* _Work to do_:
Reproduce the listing below in its entirety. Change nothing.

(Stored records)
========
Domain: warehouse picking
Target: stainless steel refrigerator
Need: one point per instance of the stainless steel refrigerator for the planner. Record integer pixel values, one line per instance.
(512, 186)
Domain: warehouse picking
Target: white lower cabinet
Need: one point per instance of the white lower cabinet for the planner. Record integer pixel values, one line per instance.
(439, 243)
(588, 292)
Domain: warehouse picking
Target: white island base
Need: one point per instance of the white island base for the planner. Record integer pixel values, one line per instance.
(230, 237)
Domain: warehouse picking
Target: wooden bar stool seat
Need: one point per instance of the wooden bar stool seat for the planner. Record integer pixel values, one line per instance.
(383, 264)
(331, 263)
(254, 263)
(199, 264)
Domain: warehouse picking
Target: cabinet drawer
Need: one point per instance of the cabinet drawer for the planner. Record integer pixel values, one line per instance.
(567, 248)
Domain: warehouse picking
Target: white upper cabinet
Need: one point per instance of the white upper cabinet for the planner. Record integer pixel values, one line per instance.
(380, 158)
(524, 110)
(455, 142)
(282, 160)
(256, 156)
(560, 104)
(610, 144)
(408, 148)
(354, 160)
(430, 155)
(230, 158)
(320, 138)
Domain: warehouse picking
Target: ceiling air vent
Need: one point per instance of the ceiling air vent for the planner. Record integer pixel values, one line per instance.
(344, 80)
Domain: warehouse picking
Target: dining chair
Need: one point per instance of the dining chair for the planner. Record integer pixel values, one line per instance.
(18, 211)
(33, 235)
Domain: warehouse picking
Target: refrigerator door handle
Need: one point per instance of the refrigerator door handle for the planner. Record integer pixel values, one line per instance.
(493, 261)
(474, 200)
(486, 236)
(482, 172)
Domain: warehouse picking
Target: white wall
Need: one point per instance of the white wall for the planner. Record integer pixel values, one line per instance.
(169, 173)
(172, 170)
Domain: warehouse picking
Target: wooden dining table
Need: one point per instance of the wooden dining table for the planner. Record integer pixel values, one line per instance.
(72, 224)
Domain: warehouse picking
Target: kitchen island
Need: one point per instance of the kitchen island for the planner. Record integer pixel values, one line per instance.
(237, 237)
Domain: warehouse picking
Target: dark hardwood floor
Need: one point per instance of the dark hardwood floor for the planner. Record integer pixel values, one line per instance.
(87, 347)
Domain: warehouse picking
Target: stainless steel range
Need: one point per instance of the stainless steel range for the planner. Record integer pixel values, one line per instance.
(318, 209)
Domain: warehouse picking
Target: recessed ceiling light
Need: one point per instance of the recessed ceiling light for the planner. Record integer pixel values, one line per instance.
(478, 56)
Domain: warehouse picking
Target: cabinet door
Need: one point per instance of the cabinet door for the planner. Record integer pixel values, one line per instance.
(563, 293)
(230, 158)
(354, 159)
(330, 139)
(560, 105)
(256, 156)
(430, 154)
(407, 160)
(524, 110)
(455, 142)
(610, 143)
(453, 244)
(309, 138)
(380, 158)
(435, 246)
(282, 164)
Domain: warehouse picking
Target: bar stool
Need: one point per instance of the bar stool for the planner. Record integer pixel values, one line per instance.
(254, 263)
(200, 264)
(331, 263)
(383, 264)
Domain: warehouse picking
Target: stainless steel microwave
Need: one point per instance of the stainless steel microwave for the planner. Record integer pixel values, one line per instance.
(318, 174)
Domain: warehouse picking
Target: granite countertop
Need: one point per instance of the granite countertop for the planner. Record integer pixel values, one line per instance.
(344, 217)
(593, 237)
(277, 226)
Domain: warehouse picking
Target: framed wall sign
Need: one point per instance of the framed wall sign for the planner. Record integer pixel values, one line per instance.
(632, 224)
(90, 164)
========
* _Answer_:
Domain: warehouse picking
Target: stainless steel refrigerator
Need: one point per instance of the stainless steel refrigerator for the planner. Record integer pixel values, one line per instance.
(512, 186)
Domain: warehouse picking
Target: white lower cabinet
Need: one point per instance of the white lower cabinet for the planner. Record integer pixel values, one line per instance.
(439, 243)
(588, 292)
Domain: warehouse picking
Target: white island base
Need: one point per instance of the white island base for the planner. Record integer pixel values, one line per instance.
(230, 237)
Domain: warehouse picking
Target: wooden bar stool seat
Need: one point per instance of the wooden bar stool seat for the planner. Record integer pixel values, one line per instance.
(383, 264)
(331, 263)
(254, 263)
(199, 264)
Domain: warehouse picking
Target: cabinet drawer
Need: one point per instance of the cabinet drawer for the planner. Record integer pixel values, one line per instance.
(567, 248)
Domain: warehouse picking
Target: white upper cabinet
Need: one point per instance of the white upper cabinet for the planner. Record integer pixel values, one line per instance.
(380, 158)
(524, 110)
(455, 142)
(282, 160)
(256, 156)
(560, 104)
(610, 144)
(408, 148)
(354, 160)
(430, 155)
(230, 158)
(320, 138)
Domain: warehouse picking
Target: ceiling air vent
Need: one point per instance of the ceiling air vent for the planner. Record integer pixel values, one line per instance.
(344, 80)
Domain: warehouse picking
Target: dining chair
Need: one point per instance of the dining chair for the planner. Record integer pixel values, one line per instance.
(18, 211)
(33, 235)
Domain: warehouse picking
Target: refrigerator door handle
Need: one point per instance of the refrigerator door handle for the planner. Record integer pixel values, one line per instance.
(493, 261)
(474, 200)
(486, 236)
(482, 172)
Domain: warehouse picking
Target: white wall
Need: one point per instance of the white wall for the planner. Record integer pixel values, one line per instance.
(169, 173)
(172, 170)
Domain: warehouse picking
Target: wooden dining table
Need: one point per instance of the wooden dining table for the planner. Record integer pixel values, one line per instance.
(72, 224)
Domain: warehouse picking
Target: kitchen island
Need: one point per instance of the kitchen island for the planner. Record integer pixel values, one line per instance.
(237, 237)
Domain: warehouse picking
Target: dark hardwood floor
Need: one point per instance of the dark hardwood floor for the planner. Record integer pixel values, one line per instance.
(87, 347)
Domain: warehouse picking
Target: stainless steel range
Need: one point per instance of the stainless steel range for the planner. Record integer pixel values, one line per instance.
(318, 209)
Domain: warehouse picking
Target: recessed ceiling light
Need: one point per instance of the recessed ceiling light for the planner. Record integer pixel values, one line per instance.
(478, 56)
Domain: warehouse picking
Target: cabinet door
Need: one point per instance of the cabinet door for the planner. Record integer pixel values, one line per instance.
(563, 293)
(230, 158)
(354, 159)
(330, 139)
(560, 105)
(256, 156)
(430, 154)
(407, 160)
(524, 110)
(455, 142)
(610, 143)
(453, 244)
(309, 138)
(380, 158)
(435, 246)
(282, 164)
Domain: warehouse picking
Target: bar stool
Need: one point per instance of the bar stool for the planner. Record integer pixel values, one line per instance.
(254, 263)
(200, 264)
(331, 263)
(383, 264)
Domain: warehouse picking
Target: stainless steel microwave
Need: one point per instance of the stainless steel microwave for the planner. Record integer pixel values, one line per instance.
(318, 174)
Domain: warehouse picking
Target: granite countertop
Need: one point per instance of the granite countertop for the planner. Record integer pixel values, one line per instance.
(344, 217)
(593, 237)
(277, 226)
Domain: warehouse picking
Target: framed wall sign
Need: one point per instance of the framed wall sign for the planner. Record integer pixel values, one line per instance.
(632, 224)
(90, 164)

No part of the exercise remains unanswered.